Data items:
========================

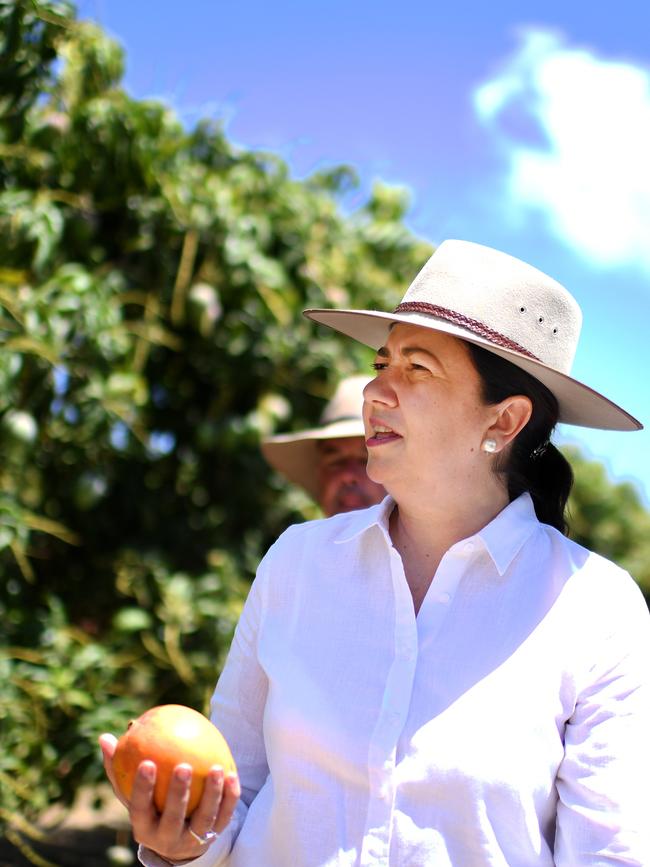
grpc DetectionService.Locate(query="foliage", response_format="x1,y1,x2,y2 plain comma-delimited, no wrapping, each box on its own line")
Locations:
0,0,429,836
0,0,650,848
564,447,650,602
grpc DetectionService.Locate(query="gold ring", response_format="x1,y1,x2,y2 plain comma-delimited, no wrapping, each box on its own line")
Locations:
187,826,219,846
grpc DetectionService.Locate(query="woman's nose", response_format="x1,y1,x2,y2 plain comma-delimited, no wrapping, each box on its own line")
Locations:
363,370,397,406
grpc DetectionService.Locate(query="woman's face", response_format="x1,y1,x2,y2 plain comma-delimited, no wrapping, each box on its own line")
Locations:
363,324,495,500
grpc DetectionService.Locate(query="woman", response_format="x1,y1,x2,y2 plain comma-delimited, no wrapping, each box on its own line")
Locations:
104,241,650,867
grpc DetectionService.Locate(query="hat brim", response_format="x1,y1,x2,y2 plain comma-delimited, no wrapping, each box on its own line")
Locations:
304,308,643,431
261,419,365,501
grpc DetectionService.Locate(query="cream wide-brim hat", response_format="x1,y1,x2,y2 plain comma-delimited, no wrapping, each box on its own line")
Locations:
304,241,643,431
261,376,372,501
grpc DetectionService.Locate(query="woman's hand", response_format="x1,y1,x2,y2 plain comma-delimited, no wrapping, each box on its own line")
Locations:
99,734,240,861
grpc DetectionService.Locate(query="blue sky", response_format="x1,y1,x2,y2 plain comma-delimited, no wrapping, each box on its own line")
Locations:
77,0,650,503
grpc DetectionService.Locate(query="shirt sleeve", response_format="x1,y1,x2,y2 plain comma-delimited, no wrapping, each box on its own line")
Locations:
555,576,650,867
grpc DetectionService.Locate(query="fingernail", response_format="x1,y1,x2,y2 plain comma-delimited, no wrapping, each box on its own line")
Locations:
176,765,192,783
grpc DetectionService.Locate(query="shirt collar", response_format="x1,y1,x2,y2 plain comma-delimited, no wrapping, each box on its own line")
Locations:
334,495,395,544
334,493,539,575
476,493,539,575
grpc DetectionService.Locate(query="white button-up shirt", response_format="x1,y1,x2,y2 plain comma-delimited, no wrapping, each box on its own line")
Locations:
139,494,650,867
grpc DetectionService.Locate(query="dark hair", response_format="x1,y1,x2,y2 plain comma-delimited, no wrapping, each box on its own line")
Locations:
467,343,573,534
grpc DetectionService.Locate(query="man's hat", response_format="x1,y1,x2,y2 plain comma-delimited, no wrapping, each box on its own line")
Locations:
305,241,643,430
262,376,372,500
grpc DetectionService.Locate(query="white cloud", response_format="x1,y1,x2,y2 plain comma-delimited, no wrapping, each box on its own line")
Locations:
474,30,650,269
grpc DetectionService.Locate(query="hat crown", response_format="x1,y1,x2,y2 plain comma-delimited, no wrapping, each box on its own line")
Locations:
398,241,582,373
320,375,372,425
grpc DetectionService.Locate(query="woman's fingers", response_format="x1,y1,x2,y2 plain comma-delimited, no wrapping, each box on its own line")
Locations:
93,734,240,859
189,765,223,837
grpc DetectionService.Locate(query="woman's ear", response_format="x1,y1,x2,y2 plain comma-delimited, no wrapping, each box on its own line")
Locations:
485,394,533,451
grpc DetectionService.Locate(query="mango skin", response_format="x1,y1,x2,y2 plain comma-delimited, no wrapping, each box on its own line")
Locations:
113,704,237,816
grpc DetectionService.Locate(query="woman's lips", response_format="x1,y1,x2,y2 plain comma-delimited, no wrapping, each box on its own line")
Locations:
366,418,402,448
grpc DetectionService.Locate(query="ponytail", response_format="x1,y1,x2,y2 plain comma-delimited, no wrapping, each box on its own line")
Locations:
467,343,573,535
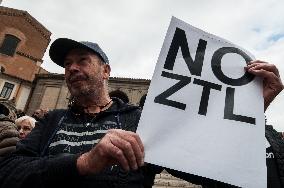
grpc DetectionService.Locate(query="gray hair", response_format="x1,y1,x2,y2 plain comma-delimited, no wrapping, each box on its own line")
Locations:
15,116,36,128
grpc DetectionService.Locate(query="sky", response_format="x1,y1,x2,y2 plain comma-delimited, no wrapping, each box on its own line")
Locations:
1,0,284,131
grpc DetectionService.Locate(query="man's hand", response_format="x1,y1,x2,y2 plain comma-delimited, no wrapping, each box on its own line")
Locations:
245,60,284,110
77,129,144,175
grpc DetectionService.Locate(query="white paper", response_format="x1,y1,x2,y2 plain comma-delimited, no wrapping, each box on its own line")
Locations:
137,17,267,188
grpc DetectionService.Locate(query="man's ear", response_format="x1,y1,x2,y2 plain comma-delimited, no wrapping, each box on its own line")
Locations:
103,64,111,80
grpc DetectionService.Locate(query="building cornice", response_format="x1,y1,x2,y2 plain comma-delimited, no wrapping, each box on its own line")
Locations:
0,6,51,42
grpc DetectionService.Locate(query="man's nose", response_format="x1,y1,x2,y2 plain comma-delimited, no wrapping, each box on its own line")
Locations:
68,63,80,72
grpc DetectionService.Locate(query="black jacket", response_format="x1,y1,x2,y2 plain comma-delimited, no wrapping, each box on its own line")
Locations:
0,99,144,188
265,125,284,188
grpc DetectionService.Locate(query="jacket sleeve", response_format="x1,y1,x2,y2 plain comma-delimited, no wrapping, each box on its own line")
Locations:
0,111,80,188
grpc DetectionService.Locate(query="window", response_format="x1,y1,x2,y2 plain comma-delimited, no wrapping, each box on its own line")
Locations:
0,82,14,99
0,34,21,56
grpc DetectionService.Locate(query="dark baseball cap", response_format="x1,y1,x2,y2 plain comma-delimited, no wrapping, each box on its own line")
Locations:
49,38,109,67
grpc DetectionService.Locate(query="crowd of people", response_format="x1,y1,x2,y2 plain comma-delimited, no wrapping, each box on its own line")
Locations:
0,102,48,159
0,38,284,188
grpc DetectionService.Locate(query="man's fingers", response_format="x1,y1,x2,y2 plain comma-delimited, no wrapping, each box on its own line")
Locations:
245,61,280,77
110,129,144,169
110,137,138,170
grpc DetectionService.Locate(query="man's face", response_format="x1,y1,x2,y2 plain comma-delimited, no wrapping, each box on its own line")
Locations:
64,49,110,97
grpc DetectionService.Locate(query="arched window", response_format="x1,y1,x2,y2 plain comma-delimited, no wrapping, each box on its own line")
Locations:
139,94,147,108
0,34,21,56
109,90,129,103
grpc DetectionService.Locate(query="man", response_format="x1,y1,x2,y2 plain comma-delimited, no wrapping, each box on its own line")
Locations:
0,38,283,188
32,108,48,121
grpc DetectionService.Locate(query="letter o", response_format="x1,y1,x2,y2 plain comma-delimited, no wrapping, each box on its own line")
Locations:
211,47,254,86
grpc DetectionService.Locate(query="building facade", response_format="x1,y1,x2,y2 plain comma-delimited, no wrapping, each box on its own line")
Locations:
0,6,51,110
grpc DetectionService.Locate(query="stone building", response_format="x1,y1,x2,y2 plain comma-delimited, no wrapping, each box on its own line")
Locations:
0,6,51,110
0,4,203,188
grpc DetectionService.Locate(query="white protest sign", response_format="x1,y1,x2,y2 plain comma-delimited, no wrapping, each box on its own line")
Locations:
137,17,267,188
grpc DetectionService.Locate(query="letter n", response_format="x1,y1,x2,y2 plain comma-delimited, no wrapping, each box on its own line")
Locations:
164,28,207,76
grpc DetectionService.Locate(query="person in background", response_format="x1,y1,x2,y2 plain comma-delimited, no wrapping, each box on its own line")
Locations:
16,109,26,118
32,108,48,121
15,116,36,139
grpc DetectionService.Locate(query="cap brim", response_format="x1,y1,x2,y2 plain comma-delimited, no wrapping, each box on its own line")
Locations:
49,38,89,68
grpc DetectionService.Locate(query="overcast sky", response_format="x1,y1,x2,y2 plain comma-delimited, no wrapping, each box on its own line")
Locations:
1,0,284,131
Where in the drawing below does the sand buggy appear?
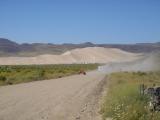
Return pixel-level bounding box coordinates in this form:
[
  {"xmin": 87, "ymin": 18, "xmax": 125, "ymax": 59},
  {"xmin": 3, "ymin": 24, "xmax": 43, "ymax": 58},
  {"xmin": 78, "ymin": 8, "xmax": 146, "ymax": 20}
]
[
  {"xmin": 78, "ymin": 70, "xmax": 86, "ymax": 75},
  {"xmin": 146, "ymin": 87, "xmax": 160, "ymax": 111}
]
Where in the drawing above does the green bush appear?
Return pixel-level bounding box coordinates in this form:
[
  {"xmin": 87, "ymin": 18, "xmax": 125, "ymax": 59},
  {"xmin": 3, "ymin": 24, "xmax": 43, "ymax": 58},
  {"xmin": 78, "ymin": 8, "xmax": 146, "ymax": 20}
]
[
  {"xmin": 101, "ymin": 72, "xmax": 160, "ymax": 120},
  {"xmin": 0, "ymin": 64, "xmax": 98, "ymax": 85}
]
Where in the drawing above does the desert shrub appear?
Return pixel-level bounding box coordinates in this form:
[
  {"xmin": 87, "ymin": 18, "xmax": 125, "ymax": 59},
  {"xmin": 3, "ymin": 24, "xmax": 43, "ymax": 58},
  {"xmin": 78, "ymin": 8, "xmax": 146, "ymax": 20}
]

========================

Could you rewrite the stretch from the start of the rows through the line containing "139,494,650,867" with "Locations" swapped for "Boxes" and everything else unchanged? Leave the pictures out of your answer.

▸ The result:
grpc DetectionService.Locate(query="foliage", response_format="x1,y1,x2,y2 plain comma-delimited, no wrapping, each box on its own line")
Boxes:
0,0,429,836
0,0,650,848
564,447,650,602
grpc DetectionService.Locate(query="gold ring", response_format="x1,y1,x2,y2 plain comma-delimited, no wrapping, each box on its own line")
Boxes:
187,826,219,846
grpc DetectionService.Locate(query="woman's nose", response_format="x1,y1,x2,y2 plain comma-delimited, no wrapping, each box on its own line")
Boxes:
363,370,397,406
grpc DetectionService.Locate(query="woman's face", response_format="x1,y1,x2,y2 plain comma-delimited, no wrapping, each box on its own line")
Boxes:
363,324,495,500
grpc DetectionService.Locate(query="woman", response_format="x1,y1,x2,y2 plain comma-delimited, no wrapping, each box on its own line")
Boxes:
104,241,650,867
grpc DetectionService.Locate(query="hat brim", response_format="x1,y1,x2,y2 plain comma-delimited, no wrapping, each box on its own line")
Boxes:
304,308,643,431
261,419,365,501
grpc DetectionService.Locate(query="cream wide-brim hat", response_format="x1,y1,x2,y2 plain comma-delimited, no wrapping, each box on its own line")
Boxes:
304,241,643,431
261,376,372,501
grpc DetectionService.Locate(query="woman's hand", response_format="x1,y1,x2,y2 plain comma-delimited, no wrapping, each box on its own line")
Boxes:
99,734,240,861
grpc DetectionService.Locate(query="blue sky", response_format="x1,y1,x2,y2 plain comma-delimited, no wrapping, each box on its own line")
Boxes:
77,0,650,503
grpc DetectionService.Locate(query="shirt sleeve", response_format="x1,y1,x2,y2 plain comma-delimited, no wrapping, each box on its own line")
Boxes:
555,576,650,867
grpc DetectionService.Locate(query="fingernail", response_format="x1,y1,x2,y2 plain comma-delimited, no wrapping, each box on its own line")
Boxes:
176,765,192,783
grpc DetectionService.Locate(query="shirt collar", response_format="x1,y1,x2,y2 plain comma-delimited, no wrapping, each box on its own line")
Boxes:
334,495,395,544
334,493,539,575
476,493,539,575
grpc DetectionService.Locate(query="white button-up shirt", response_format="x1,y1,x2,y2 plain comma-delimited, no wrapping, each box on its own line")
Boxes:
139,494,650,867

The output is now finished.